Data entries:
········
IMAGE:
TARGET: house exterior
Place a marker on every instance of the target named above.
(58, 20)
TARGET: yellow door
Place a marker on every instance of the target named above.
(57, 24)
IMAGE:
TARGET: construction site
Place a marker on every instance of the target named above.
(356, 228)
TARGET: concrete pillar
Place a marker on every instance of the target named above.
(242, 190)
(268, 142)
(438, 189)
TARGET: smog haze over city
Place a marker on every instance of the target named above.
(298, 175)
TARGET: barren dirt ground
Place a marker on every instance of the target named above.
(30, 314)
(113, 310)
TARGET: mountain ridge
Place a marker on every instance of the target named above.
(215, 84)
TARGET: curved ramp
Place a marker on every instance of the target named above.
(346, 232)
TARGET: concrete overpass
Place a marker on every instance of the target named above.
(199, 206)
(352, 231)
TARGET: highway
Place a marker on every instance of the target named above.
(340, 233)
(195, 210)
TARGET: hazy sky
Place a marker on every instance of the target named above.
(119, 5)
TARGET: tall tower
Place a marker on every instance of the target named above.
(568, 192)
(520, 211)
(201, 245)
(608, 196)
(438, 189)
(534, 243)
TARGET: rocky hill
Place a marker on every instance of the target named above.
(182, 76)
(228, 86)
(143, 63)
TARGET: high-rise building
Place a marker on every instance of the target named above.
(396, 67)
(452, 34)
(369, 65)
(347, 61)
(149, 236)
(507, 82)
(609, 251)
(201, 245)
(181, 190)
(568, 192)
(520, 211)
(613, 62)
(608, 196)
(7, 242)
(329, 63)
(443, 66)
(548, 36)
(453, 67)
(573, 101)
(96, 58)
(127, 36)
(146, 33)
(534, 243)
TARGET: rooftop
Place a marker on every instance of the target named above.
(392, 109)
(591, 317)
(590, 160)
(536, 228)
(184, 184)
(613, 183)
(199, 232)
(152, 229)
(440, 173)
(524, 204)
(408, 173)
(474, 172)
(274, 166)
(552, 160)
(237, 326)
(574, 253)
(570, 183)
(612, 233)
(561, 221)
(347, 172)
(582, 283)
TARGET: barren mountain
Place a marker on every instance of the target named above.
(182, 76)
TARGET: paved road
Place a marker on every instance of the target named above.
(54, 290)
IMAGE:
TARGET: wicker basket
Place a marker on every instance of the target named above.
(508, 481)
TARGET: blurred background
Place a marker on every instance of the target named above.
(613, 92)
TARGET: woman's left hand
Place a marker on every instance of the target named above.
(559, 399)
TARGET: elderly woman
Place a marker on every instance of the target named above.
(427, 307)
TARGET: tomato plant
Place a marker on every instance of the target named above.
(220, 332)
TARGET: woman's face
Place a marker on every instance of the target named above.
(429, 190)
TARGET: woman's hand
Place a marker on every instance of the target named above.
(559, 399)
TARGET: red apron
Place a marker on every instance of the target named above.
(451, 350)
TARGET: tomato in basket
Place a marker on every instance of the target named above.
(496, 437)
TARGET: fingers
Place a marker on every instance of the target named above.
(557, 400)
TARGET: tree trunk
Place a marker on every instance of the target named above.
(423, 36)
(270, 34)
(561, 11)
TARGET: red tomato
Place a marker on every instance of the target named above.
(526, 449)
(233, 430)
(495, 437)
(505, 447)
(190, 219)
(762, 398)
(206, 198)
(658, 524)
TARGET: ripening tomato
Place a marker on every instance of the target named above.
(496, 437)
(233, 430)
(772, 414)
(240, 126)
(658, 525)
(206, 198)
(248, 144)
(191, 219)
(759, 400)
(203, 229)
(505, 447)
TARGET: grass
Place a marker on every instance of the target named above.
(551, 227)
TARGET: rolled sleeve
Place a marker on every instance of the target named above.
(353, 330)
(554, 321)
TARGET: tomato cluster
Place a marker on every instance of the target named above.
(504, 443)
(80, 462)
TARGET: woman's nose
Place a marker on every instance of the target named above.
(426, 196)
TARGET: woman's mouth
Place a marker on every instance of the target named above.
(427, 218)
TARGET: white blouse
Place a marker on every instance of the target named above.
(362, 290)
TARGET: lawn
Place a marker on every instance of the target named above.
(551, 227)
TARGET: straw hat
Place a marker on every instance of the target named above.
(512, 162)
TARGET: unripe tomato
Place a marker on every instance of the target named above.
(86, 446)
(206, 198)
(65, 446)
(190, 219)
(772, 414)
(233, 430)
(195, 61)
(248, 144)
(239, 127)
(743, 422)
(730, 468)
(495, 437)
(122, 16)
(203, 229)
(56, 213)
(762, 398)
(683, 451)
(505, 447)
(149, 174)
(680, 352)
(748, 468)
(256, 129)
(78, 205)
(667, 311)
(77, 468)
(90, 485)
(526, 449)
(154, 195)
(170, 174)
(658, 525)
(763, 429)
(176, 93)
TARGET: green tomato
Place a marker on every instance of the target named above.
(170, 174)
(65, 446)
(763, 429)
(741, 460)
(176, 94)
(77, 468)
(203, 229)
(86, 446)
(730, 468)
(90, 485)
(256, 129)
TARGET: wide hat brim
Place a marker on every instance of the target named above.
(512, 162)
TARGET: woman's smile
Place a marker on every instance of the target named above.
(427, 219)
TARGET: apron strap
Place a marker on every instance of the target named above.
········
Please recast the lines from the one containing "TARGET: straw hat" through the last line of the data entries, both included, as a numbered list. Leave out any blank lines.

> **RESPONSE**
1. TARGET: straw hat
2. Place a marker on every instance of the target named above.
3. (512, 162)
4. TARGET: unripe tomato
5. Place a marker on every instance of the target named above.
6. (86, 446)
7. (206, 198)
8. (65, 446)
9. (190, 219)
10. (772, 414)
11. (233, 430)
12. (195, 61)
13. (248, 144)
14. (239, 127)
15. (743, 422)
16. (730, 468)
17. (495, 437)
18. (122, 16)
19. (203, 229)
20. (56, 213)
21. (762, 398)
22. (683, 451)
23. (505, 447)
24. (149, 174)
25. (680, 352)
26. (748, 468)
27. (256, 129)
28. (78, 205)
29. (667, 311)
30. (77, 468)
31. (90, 485)
32. (526, 449)
33. (154, 195)
34. (170, 174)
35. (658, 525)
36. (763, 429)
37. (176, 93)
38. TARGET: green tomato
39. Place a marker on every instance of the target named above.
40. (170, 174)
41. (65, 446)
42. (763, 429)
43. (741, 460)
44. (176, 94)
45. (77, 468)
46. (203, 229)
47. (86, 446)
48. (730, 468)
49. (90, 485)
50. (256, 129)
51. TARGET: wide hat brim
52. Place a marker on every instance of the target named above.
53. (512, 162)
54. TARGET: woman's smile
55. Place a marker on every instance of the target named above.
56. (427, 219)
57. TARGET: apron strap
58. Place a marker on every instance of the target named above.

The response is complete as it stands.